» **WHAT THE TASK REQUIRES**:
After reading the data below, copy out every line that contains the word "walking".

» **INPUT MATERIAL**:
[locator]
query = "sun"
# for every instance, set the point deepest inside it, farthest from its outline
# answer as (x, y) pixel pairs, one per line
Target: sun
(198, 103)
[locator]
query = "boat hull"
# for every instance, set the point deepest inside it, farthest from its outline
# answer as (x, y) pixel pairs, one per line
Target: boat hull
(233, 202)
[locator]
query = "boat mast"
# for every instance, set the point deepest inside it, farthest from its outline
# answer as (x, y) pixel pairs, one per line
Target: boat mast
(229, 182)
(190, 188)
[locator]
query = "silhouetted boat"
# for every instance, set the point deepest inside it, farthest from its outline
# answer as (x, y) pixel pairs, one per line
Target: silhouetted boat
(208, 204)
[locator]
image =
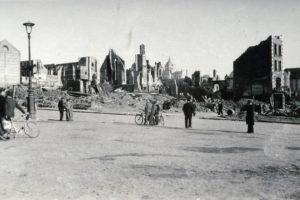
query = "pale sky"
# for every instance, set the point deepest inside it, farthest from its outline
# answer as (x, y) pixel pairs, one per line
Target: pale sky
(197, 34)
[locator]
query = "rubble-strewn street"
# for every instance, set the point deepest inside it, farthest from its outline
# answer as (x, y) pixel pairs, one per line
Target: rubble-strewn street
(101, 156)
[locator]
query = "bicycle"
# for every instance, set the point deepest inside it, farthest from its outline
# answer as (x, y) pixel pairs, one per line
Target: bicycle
(140, 119)
(25, 125)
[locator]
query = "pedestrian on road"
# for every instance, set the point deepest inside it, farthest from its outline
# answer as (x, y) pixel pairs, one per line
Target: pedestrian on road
(152, 113)
(68, 108)
(2, 110)
(188, 110)
(250, 117)
(220, 108)
(71, 110)
(148, 107)
(9, 111)
(61, 108)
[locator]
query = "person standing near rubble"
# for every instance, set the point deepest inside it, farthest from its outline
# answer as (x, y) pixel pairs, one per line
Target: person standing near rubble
(68, 110)
(188, 110)
(71, 110)
(61, 108)
(220, 108)
(147, 111)
(152, 113)
(250, 117)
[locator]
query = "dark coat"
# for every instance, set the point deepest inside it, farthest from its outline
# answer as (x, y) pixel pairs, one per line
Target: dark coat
(10, 105)
(188, 108)
(2, 106)
(61, 105)
(250, 114)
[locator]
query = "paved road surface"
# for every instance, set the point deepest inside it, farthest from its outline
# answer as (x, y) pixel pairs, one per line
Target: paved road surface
(109, 157)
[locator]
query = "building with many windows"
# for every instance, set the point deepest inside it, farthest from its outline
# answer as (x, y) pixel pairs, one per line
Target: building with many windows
(259, 70)
(9, 64)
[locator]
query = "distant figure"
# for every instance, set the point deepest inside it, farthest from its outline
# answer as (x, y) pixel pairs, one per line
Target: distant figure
(153, 112)
(68, 109)
(71, 110)
(188, 110)
(250, 117)
(8, 110)
(220, 108)
(61, 108)
(147, 110)
(264, 109)
(157, 114)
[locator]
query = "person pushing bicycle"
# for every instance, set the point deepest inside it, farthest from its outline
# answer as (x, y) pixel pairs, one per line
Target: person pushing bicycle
(7, 112)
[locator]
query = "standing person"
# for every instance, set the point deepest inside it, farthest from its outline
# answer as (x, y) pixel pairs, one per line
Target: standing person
(71, 110)
(157, 114)
(152, 113)
(61, 108)
(2, 110)
(147, 111)
(68, 107)
(9, 109)
(188, 110)
(250, 117)
(220, 108)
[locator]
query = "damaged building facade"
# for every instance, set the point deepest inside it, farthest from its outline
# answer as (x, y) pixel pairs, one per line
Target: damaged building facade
(142, 75)
(79, 76)
(259, 70)
(9, 64)
(113, 70)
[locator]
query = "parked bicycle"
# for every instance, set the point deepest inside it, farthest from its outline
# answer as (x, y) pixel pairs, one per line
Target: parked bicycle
(140, 119)
(23, 125)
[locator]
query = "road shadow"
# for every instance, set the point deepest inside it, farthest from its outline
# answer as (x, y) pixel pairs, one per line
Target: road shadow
(293, 148)
(221, 150)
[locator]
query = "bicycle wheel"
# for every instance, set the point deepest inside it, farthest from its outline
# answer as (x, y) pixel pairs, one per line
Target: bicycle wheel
(139, 119)
(161, 121)
(31, 129)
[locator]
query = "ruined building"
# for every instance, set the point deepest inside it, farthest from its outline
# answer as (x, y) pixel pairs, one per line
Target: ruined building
(143, 76)
(113, 70)
(79, 76)
(294, 81)
(259, 70)
(169, 67)
(9, 64)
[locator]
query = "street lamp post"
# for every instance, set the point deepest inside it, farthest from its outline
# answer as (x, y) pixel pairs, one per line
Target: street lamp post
(30, 99)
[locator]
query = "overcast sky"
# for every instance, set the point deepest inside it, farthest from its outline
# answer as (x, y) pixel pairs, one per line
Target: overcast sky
(196, 34)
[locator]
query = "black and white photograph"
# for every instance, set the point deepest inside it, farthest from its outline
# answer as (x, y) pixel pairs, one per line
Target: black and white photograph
(150, 99)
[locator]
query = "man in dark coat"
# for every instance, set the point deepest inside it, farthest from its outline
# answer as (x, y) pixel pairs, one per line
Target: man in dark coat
(148, 108)
(188, 110)
(220, 108)
(61, 108)
(8, 110)
(250, 117)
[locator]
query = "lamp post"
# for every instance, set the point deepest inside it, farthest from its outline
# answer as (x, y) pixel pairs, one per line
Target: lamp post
(30, 99)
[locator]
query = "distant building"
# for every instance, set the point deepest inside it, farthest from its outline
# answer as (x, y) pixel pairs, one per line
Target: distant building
(169, 67)
(142, 75)
(9, 64)
(39, 75)
(259, 70)
(113, 69)
(54, 76)
(196, 78)
(294, 81)
(79, 76)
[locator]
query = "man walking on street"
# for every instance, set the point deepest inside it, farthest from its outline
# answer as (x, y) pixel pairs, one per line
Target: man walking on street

» **THE ANSWER**:
query = "man walking on street"
Target: man walking on street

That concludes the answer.